**Alıştırma görevi 1:**
İstinaf kararı metninde "Emsal Mahkeme Kararı" sözleriyle başlayıp "olması amacıyla eklenmiştir." sözlerine kadar devam eden kısmı hiçbir değişiklik yapmadan yazın.

**Metin parçası:**
--------------------

Emsal Mahkeme Kararı İstanbul Bölge Adliye Mahkemesi 14. Hukuk Dairesi 2019/2358 E. 2022/458 K. 14.04.2022 T.

Görüntülediğiniz mahkeme kararı henüz kesinleşmemiştir. Yararlı olması amacıyla eklenmiştir.

T.C.
İSTANBUL
BÖLGE ADLİYE MAHKEMESİ
14. HUKUK DAİRESİ
DOSYA NO: 2019/2358
KARAR NO: 2022/458
T Ü R K M İ L L E T İ A D I N A
İ S T İ N A F K A R A R I
İNCELENEN KARARIN
MAHKEMESİ: İstanbul 1.Asliye Ticaret Mahkemesi
TARİHİ: 17.04.2019
NUMARASI: 2018/479 Esas – 2019/321 Karar
DAVA: İtirazın İptali
Taraflar arasındaki itirazın iptali davasının ilk derece mahkemesince yapılan yargılaması sonunda ilamda yazılı nedenlerle davanın kabulüne dair verilen karara karşı, davalı vekili tarafından istinaf yoluna başvurulması üzerine Dairemize gönderilmiş olan dava dosyası incelendi, gereği konuşulup düşünüldü.

--------------------

**Veri bölümü:**
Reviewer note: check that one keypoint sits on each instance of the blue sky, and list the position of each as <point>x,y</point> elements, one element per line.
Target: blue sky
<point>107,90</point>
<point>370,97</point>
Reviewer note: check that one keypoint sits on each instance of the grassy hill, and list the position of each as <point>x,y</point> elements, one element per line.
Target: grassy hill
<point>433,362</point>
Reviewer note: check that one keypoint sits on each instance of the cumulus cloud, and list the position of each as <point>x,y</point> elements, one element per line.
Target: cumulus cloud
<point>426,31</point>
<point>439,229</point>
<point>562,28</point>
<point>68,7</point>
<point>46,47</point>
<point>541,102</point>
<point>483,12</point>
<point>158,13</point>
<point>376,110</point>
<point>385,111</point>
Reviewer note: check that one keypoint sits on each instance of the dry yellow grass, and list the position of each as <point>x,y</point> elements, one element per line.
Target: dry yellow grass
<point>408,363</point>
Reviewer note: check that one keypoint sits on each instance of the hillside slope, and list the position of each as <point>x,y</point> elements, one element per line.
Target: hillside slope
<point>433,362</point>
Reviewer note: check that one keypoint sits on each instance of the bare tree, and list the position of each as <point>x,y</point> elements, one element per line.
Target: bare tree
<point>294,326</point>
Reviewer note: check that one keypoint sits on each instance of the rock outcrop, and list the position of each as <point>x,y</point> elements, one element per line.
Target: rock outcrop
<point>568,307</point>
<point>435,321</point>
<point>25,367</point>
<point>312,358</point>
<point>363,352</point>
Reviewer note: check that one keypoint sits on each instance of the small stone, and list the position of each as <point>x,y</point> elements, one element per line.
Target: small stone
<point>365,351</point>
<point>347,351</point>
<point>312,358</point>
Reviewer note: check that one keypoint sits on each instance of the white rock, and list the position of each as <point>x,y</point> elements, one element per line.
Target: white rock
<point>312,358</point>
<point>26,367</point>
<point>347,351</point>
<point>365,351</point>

--------------------

**Alıştırma görevi 2:**
Kayıtlarda "of the bare" ifadesini içeren satırla başlayıp kayıtların son satırına kadar devam eden satırları, her satır ayrı bir dize olacak şekilde bir JSON listesine dönüştürün. İki uçtaki satırlar da listeye girsin, boş satırları atlayın ve yalnızca bu satırları verin.

**Nihai yanıt 1:**
Emsal Mahkeme Kararı İstanbul Bölge Adliye Mahkemesi 14. Hukuk Dairesi 2019/2358 E. 2022/458 K. 14.04.2022 T.

Görüntülediğiniz mahkeme kararı henüz kesinleşmemiştir. Yararlı olması amacıyla eklenmiştir.

**Nihai yanıt 2:**
[
  "Reviewer note: check that one keypoint sits on each instance of the bare tree, and list the position of each as <point>x,y</point> elements, one element per line.",
  "Target: bare tree",
  "<point>294,326</point>",
  "Reviewer note: check that one keypoint sits on each instance of the rock outcrop, and list the position of each as <point>x,y</point> elements, one element per line.",
  "Target: rock outcrop",
  "<point>568,307</point>",
  "<point>435,321</point>",
  "<point>25,367</point>",
  "<point>312,358</point>",
  "<point>363,352</point>",
  "Reviewer note: check that one keypoint sits on each instance of the small stone, and list the position of each as <point>x,y</point> elements, one element per line.",
  "Target: small stone",
  "<point>365,351</point>",
  "<point>347,351</point>",
  "<point>312,358</point>",
  "Reviewer note: check that one keypoint sits on each instance of the white rock, and list the position of each as <point>x,y</point> elements, one element per line.",
  "Target: white rock",
  "<point>312,358</point>",
  "<point>26,367</point>",
  "<point>347,351</point>",
  "<point>365,351</point>"
]